===== Page text

Our survey of over 100 self-storage operators, conducted in September 2025, was broken out across urban, suburban, and rural markets. We also conducted the same survey in September 2024 with a similar breakdown.

See Distribution of Facility Locations chart.

Distribution of Facility Locations chart
How Has Crime Been At Your Facility Over The Last Year?
Most operators—roughly 43 percent in both 2024 and 2025—said crime at their facilities has remained consistent. While that could indicate stability, it also leaves room for interpretation, as “consistent” may reflect anything from persistently low crime to persistently recurring crime.Among those reporting changes, fewer operators saw increases in crime year over year. The share citing that crime had somewhat or significantly increased fell from 37 percent in 2024 to 32 percent in 2025. Meanwhile, reports of improvement rose; 25 percent said crime had decreased significantly or somewhat in 2025, up from 21 percent the year before.

The results were nearly identical when looking at the two-year trend, again with most operators continuing to describe their situation as stable, fewer reporting worsening conditions, and slightly more seeing things get better.

Taken together, the data points to a slow but steady improvement in operators’ confidence that when it comes to crime, their facilities are either holding steady or witnessing a decline.

See How Has Crime Been At Your Facility Over The Last Year chart.

How Has Crime Been At Your Facility Over The Last Year chart
How Concerned Are You About Crime In Your Markets?
While operators’ concerns about crime remained largely unchanged between 2024 and 2025, with those who described themselves as “extremely concerned” holding steady at roughly 54 percent, there may be a heightened sense of awareness in the other categories. The portion of respondents saying crime was “not a concern” slipped from 8.9 percent to 7.4 percent, while those calling it “somewhat of a concern” increased from 36.7 percent to 38.9 percent.

That suggests some operators moved from the “not at all concerned” camp into the “somewhat concerned” middle ground, showing more recognition that crime remains an industry-wide factor worth watching, even as reported incidents appear to be stabilizing or declining.

How Concerned Are You About Crime In These Markets?

==========

- [Exercise aim] Carry on the self-storage crime survey text from the point where it stops, adding a few more paragraphs in the same style.

===== Records supplied

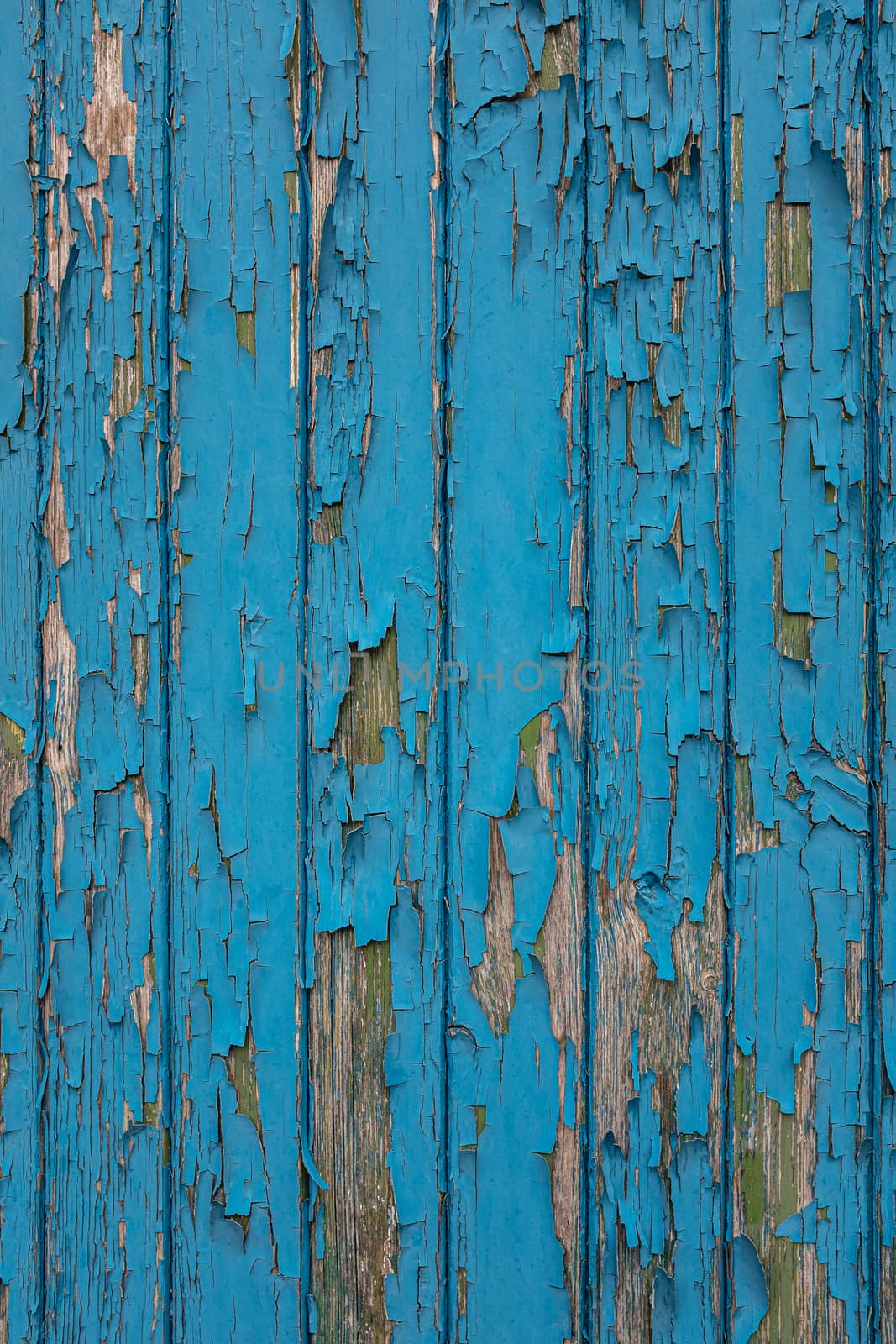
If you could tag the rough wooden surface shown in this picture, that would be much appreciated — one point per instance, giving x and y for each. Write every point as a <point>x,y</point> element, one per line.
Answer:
<point>445,649</point>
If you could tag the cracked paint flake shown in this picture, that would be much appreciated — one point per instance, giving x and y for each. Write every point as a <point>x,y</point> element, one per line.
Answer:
<point>364,344</point>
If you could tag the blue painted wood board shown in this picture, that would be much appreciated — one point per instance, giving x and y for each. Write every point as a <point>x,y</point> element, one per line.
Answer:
<point>448,672</point>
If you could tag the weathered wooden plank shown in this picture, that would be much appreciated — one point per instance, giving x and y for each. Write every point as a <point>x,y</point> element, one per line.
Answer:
<point>20,701</point>
<point>102,515</point>
<point>513,717</point>
<point>658,721</point>
<point>801,1026</point>
<point>880,212</point>
<point>237,617</point>
<point>375,753</point>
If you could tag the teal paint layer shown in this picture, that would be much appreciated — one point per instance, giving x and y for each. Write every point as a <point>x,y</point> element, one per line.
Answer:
<point>445,743</point>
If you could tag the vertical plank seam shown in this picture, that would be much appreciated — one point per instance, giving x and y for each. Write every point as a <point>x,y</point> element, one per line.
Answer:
<point>445,850</point>
<point>304,706</point>
<point>872,569</point>
<point>165,585</point>
<point>726,492</point>
<point>40,202</point>
<point>589,1241</point>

==========

- [Task answer]
Concern levels differ sharply by market type. Urban operators remain the most worried: Nearly 19 percent described themselves as extremely concerned and another 12 percent fell into the “somewhat concerned” category. That means roughly one in three urban respondents view crime as a persistent issue in their markets.

See How Concerned Are You About Crime In Your Markets chart.

How Concerned Are You About Crime In Your Markets chart
In suburban areas, sentiment shifts toward the middle ground. About 26 percent said they’re “somewhat concerned”—the largest concentration in any category—while only 6.5 percent described themselves as “extremely concerned.” This suggests suburban operators see crime as a manageable factor rather than a daily threat.

See How Concerned About Crime Are You In The Following Markets chart.

How Concerned About Crime Are You In The Following Markets chart
Rural operators remain the least concerned overall, though they’re not entirely carefree. Only 5 percent say they are “extremely concerned,” but 15 percent still fell into the “somewhat concerned” range, showing that even low-density markets aren’t completely immune to security worries.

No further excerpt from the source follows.